■ **Problem to work on**
Check each line of the records for "sleeve"; collect those that have it.

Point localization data
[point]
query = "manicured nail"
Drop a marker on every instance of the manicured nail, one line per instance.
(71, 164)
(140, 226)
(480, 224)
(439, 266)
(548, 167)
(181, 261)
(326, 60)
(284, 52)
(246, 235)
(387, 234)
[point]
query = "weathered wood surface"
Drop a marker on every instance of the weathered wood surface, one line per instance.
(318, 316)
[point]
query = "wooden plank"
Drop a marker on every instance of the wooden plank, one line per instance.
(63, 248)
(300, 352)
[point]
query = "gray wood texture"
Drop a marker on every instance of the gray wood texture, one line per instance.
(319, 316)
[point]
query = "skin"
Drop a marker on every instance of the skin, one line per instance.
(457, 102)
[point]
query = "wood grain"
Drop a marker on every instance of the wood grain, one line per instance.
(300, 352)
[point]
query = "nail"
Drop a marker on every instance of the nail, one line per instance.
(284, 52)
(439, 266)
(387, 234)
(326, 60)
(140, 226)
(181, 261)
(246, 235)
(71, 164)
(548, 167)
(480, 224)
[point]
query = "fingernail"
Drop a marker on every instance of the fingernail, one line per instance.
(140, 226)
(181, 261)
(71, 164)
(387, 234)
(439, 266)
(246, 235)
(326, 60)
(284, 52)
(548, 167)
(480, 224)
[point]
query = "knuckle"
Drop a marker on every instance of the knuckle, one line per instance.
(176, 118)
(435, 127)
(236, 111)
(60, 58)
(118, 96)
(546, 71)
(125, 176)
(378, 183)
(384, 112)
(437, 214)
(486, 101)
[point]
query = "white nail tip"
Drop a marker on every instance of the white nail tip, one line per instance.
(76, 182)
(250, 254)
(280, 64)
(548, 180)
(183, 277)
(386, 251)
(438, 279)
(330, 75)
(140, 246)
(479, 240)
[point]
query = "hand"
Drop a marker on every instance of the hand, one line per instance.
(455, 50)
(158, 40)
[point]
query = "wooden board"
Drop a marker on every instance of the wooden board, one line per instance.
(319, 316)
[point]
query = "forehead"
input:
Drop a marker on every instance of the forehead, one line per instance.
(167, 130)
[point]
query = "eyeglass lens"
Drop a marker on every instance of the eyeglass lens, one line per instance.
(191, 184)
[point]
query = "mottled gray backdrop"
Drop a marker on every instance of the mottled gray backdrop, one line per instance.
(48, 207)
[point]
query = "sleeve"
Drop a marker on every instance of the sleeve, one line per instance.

■ **Finished task**
query = "sleeve"
Drop a marker on every instance of the sleeve, one line per instance.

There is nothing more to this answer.